* **YOUR TASK**:
Omit all pictures, then retype exactly the lines from the one that contains "[tag] red seaweed on sand: a pin per instance" through the end of the listing.
-- start of SOURCE MATERIAL --
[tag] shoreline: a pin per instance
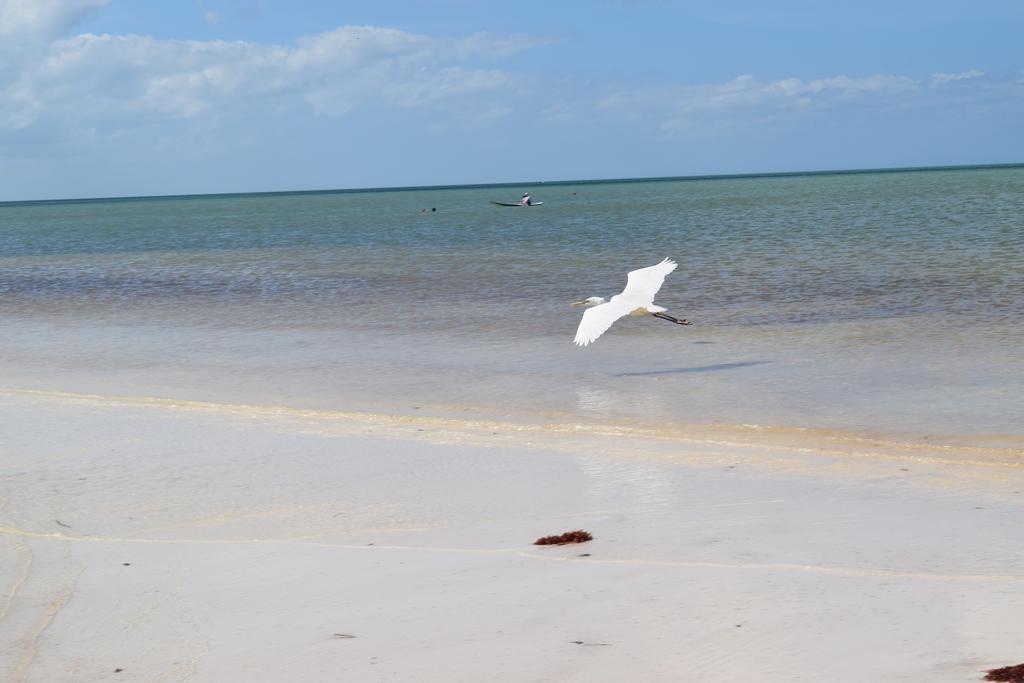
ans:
(199, 542)
(404, 423)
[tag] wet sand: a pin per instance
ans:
(160, 540)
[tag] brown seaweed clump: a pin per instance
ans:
(1010, 674)
(569, 537)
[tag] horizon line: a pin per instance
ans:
(398, 188)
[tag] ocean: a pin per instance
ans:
(887, 304)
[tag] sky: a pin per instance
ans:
(119, 97)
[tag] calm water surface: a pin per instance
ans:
(881, 302)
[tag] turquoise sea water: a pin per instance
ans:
(887, 302)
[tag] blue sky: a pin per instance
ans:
(111, 97)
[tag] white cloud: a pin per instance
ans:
(942, 79)
(26, 19)
(712, 107)
(118, 79)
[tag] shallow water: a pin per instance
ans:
(870, 302)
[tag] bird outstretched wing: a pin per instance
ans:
(644, 283)
(597, 319)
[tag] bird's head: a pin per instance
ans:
(589, 301)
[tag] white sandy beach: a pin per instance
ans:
(148, 540)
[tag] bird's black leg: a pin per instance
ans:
(677, 321)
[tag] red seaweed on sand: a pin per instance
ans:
(1011, 674)
(569, 537)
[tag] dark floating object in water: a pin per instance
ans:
(1011, 674)
(569, 537)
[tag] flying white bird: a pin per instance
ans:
(636, 299)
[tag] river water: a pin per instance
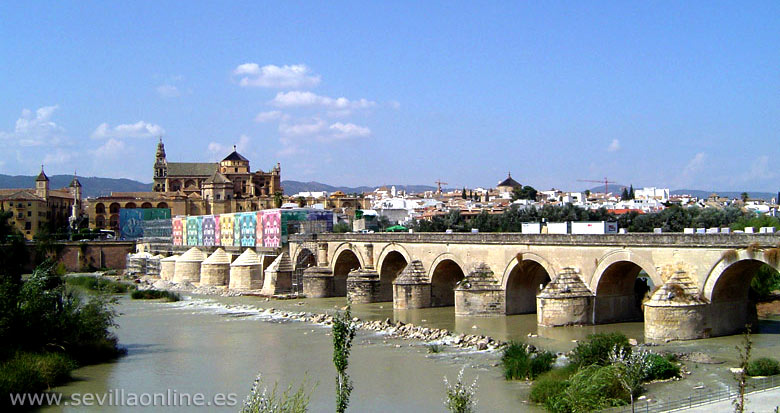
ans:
(213, 345)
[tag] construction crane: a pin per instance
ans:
(439, 183)
(606, 183)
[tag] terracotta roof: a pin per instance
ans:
(235, 156)
(191, 168)
(413, 274)
(509, 182)
(218, 178)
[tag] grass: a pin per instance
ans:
(33, 372)
(520, 363)
(155, 295)
(98, 284)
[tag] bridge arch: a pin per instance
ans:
(345, 259)
(619, 290)
(727, 287)
(392, 260)
(521, 282)
(445, 272)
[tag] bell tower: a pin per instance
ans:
(160, 168)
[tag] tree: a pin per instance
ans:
(741, 376)
(278, 198)
(343, 333)
(524, 192)
(632, 369)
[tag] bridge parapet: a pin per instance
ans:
(732, 240)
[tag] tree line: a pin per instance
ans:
(672, 219)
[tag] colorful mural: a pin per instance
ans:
(177, 225)
(208, 230)
(267, 228)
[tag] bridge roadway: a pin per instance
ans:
(684, 286)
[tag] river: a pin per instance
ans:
(213, 345)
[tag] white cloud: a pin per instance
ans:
(168, 91)
(219, 151)
(303, 99)
(303, 129)
(695, 164)
(111, 149)
(35, 129)
(272, 76)
(269, 116)
(58, 156)
(139, 129)
(759, 169)
(348, 130)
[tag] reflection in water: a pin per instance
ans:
(200, 346)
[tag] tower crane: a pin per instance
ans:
(439, 183)
(606, 183)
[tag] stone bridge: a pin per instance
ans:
(684, 286)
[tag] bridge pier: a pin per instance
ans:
(565, 301)
(676, 311)
(318, 282)
(480, 294)
(411, 289)
(363, 287)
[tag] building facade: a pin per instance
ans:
(194, 188)
(40, 208)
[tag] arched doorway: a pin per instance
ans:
(619, 293)
(445, 276)
(304, 260)
(731, 304)
(390, 268)
(345, 262)
(524, 283)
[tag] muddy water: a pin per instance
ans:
(218, 344)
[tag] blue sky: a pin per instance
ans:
(673, 94)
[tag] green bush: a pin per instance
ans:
(591, 388)
(598, 347)
(98, 284)
(34, 372)
(546, 387)
(541, 363)
(763, 366)
(154, 295)
(520, 363)
(516, 361)
(660, 368)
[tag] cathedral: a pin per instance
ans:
(194, 188)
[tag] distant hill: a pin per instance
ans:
(730, 194)
(91, 186)
(293, 187)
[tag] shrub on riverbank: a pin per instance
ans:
(763, 366)
(521, 363)
(598, 348)
(91, 283)
(660, 368)
(46, 328)
(34, 372)
(155, 295)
-- end of SOURCE MATERIAL --
* **TASK ANSWER**:
[tag] red seaweed on sand: a pin per instance
ans:
(1011, 674)
(569, 537)
[tag] dark floating object in water: a pin per instance
ans:
(1011, 674)
(569, 537)
[tag] flying white bird: a pin per instance
ans:
(636, 299)
[tag] river water: a pin per instance
ans:
(213, 345)
[tag] construction crane: a pin per instance
ans:
(439, 183)
(606, 183)
[tag] terracotta roof: a pin per instance
ans:
(235, 156)
(191, 168)
(413, 274)
(509, 182)
(218, 178)
[tag] grass: a pin per instance
ans:
(33, 372)
(520, 363)
(155, 295)
(98, 284)
[tag] bridge arch: a pin per instance
ans:
(345, 259)
(619, 290)
(727, 287)
(392, 260)
(521, 282)
(445, 272)
[tag] bell tower: a pin per instance
ans:
(160, 168)
[tag] tree: a pin per instance
ans:
(741, 376)
(278, 198)
(343, 333)
(524, 192)
(632, 369)
[tag] bridge parapet: a pin per instance
ans:
(732, 240)
[tag] tree line: a pin per instance
ans:
(672, 219)
[tag] colorful mural: a pin per instance
ans:
(177, 225)
(208, 230)
(267, 228)
[tag] bridge roadway: a pin per instance
ans:
(684, 286)
[tag] river: a pin per instance
ans:
(213, 345)
[tag] white cloud: a pin per instance
ans:
(168, 91)
(219, 151)
(303, 99)
(303, 129)
(695, 164)
(111, 149)
(35, 129)
(272, 76)
(269, 116)
(58, 156)
(139, 129)
(759, 169)
(348, 130)
[tag] reflection in water: a pin per instance
ans:
(200, 346)
[tag] tower crane: a pin per instance
ans:
(439, 183)
(606, 183)
[tag] stone bridge: a pin per instance
ans:
(684, 286)
[tag] bridge pier: a pin per instance
ans:
(565, 301)
(676, 311)
(318, 282)
(480, 294)
(411, 289)
(363, 287)
[tag] building facade: a pin per instance
ans:
(194, 188)
(40, 208)
[tag] arched doorway: a pin per instance
ans:
(619, 293)
(445, 276)
(304, 260)
(731, 304)
(390, 268)
(345, 262)
(524, 283)
[tag] muddy water: a pin per instance
ans:
(218, 344)
[tag] blue sky: a pin per instance
ans:
(673, 94)
[tag] green bush: a pin per instance
ans:
(591, 388)
(598, 347)
(98, 284)
(34, 372)
(546, 387)
(541, 363)
(763, 366)
(154, 295)
(520, 363)
(516, 361)
(660, 368)
[tag] cathedral: a pin per instance
ans:
(194, 188)
[tag] distant hill: a pin per instance
ans:
(730, 194)
(91, 186)
(293, 187)
[tag] shrub on riverbank: a pin per instance
ans:
(763, 366)
(521, 363)
(598, 348)
(91, 283)
(660, 368)
(46, 328)
(34, 372)
(155, 295)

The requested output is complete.